What is expected: Your response should be the complete set of records, reproduced exactly.

Information given:
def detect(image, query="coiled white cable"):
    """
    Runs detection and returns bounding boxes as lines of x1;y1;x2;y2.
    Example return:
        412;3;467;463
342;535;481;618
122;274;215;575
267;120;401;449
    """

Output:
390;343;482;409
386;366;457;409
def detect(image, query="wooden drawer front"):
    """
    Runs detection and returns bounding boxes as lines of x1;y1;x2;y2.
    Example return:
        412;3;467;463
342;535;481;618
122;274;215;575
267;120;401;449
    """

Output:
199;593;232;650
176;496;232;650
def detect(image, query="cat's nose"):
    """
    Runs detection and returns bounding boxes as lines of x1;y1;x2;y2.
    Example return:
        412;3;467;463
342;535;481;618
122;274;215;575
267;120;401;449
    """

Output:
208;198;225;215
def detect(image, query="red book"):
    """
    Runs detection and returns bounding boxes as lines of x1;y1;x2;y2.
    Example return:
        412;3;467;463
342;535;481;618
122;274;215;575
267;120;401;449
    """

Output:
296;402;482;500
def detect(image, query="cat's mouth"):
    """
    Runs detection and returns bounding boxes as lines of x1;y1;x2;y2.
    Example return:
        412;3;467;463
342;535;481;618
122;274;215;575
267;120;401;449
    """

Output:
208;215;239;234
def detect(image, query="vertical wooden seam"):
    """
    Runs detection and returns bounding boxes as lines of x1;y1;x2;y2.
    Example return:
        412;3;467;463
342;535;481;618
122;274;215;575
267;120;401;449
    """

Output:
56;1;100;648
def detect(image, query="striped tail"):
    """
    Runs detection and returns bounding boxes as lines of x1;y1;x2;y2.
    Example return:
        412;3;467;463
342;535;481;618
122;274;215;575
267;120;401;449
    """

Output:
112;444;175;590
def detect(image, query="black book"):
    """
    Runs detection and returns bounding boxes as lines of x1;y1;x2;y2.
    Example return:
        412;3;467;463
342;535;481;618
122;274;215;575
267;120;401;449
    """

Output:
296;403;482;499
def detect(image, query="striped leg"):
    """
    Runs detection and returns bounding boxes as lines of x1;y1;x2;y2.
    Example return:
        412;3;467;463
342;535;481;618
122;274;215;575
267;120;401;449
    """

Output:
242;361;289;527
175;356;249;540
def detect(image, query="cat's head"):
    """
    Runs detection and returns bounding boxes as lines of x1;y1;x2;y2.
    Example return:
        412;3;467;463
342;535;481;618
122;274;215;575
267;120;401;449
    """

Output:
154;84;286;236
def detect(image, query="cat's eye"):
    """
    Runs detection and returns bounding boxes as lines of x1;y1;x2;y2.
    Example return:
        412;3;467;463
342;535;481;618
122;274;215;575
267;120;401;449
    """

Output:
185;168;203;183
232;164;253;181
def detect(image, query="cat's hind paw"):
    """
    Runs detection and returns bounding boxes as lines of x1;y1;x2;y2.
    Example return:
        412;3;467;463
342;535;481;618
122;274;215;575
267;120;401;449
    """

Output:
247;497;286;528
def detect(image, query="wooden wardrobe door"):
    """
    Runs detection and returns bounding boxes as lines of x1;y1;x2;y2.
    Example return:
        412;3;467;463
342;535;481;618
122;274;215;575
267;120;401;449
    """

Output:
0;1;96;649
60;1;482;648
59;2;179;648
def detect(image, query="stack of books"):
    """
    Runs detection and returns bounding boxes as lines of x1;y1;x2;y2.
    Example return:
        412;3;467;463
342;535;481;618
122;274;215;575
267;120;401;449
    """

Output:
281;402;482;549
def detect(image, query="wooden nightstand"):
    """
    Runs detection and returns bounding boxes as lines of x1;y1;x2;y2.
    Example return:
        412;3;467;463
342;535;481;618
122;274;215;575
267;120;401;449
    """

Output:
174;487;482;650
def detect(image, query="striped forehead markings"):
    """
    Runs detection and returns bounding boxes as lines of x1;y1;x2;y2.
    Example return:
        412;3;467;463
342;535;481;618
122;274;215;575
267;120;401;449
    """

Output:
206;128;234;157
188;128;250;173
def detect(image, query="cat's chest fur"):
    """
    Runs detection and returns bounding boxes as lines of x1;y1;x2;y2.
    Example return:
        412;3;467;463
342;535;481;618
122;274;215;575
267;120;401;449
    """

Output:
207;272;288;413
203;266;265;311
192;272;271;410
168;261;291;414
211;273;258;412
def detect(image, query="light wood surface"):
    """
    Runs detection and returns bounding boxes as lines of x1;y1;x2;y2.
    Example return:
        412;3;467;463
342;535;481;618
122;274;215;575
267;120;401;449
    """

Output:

Response to this exercise:
def detect(image, query="coiled white cable"):
    """
    Runs detection and returns bounding boxes as lines of x1;y1;x2;y2.
    Example return:
        412;3;467;463
342;535;481;618
122;274;215;575
267;120;401;449
    """

Output:
390;343;482;409
386;366;457;409
def detect(image, query="wooden drawer front"):
    """
    Runs detection and returns bounding boxes as lines of x1;y1;x2;y2.
    Example return:
        412;3;467;463
342;535;481;618
122;274;215;575
267;120;401;449
    """

Output:
199;593;232;650
176;496;232;650
def detect(image, query="cat's nose"):
    """
    Runs detection and returns bounding boxes as lines of x1;y1;x2;y2.
    Example return:
        412;3;467;463
342;535;481;618
122;274;215;575
267;120;401;449
    """

Output:
208;198;225;215
def detect(image, query="red book"):
    """
    Runs detection and returns bounding boxes as lines of x1;y1;x2;y2.
    Example return:
        412;3;467;463
342;535;481;618
122;274;215;575
267;120;401;449
    """

Output:
296;402;482;500
def detect(image, query="cat's mouth"):
    """
    Runs detection and returns bounding boxes as lines of x1;y1;x2;y2.
    Example return:
        412;3;467;463
342;535;481;618
122;274;215;575
267;120;401;449
    """

Output:
208;215;239;234
def detect(image, query="vertical wooden seam"):
    """
    Runs detection and returns bounding boxes as lines of x1;y1;x2;y2.
    Example return:
        412;3;467;463
342;535;481;618
122;274;215;575
267;120;401;449
    """

Output:
56;1;100;648
def detect(image, query="striped tail"):
    """
    Runs detection and returns bounding boxes as lines of x1;y1;x2;y2.
    Example return:
        412;3;467;463
342;535;481;618
122;274;215;575
267;120;401;449
    """

Output:
112;444;175;590
def detect(image, query="black book"):
    """
    Runs detection and returns bounding boxes as lines of x1;y1;x2;y2.
    Example return:
        412;3;467;463
342;535;481;618
122;274;215;575
267;120;401;449
    """

Output:
296;403;482;499
def detect(image, query="striped leg"):
    """
    Runs detection and returns bounding boxes as lines of x1;y1;x2;y2.
    Example return:
        412;3;467;463
342;535;481;618
122;274;215;575
267;120;401;449
    """

Output:
242;361;289;527
175;356;249;540
def detect(image, query="cat's head"):
    """
    Runs detection and returns bounding boxes as lines of x1;y1;x2;y2.
    Example return:
        412;3;467;463
342;535;481;618
122;274;215;575
267;120;401;449
    """

Output:
154;84;286;236
def detect(image, query="cat's eye"):
    """
    Runs detection and returns bounding boxes as lines of x1;y1;x2;y2.
    Example return:
        412;3;467;463
342;535;481;618
122;274;215;575
267;120;401;449
    """

Output:
185;168;203;183
232;164;253;181
def detect(image, query="cat's hind paw"):
    """
    Runs detection and returns bounding boxes as lines of x1;y1;x2;y2.
    Example return:
        412;3;467;463
342;535;481;618
122;274;215;575
267;120;401;449
    """

Output:
247;497;286;528
def detect(image, query="wooden wardrobe door"):
    """
    Runs detection and returns bounding boxes as lines of x1;y1;x2;y2.
    Example return:
        412;3;467;463
342;535;481;618
122;274;215;575
267;120;401;449
    """

Output:
0;1;96;649
60;1;482;648
59;2;179;648
def detect(image, query="stack of books"):
    """
    Runs detection and returns bounding boxes as lines of x1;y1;x2;y2.
    Example return:
        412;3;467;463
342;535;481;618
122;274;215;575
267;120;401;449
    """

Output:
281;402;482;549
def detect(image, query="wooden nightstand"):
    """
    Runs detection and returns bounding boxes as lines of x1;y1;x2;y2.
    Example return:
        412;3;467;463
342;535;481;618
122;274;215;575
267;120;401;449
    """

Output:
174;487;482;650
def detect(image, query="striped forehead markings"):
    """
    Runs detection and returns bounding boxes as lines of x1;y1;x2;y2.
    Example return:
        412;3;467;463
342;535;481;618
122;274;215;575
267;120;401;449
    """

Output:
206;128;234;157
188;128;250;173
def detect(image, query="cat's chest fur"):
    """
    Runs detection and returns bounding boxes as lines of x1;y1;x2;y2.
    Example return:
        412;3;467;463
342;535;481;618
122;274;215;575
267;120;401;449
    """

Output:
207;272;288;413
203;266;265;311
192;272;271;410
168;261;291;414
211;273;258;412
def detect(image, query="light wood surface"):
    """
    Runs detection and returns bounding boxes as lines of x1;y1;x2;y2.
    Example return:
        412;3;467;463
342;535;481;618
122;274;215;575
267;120;401;449
    """

Output:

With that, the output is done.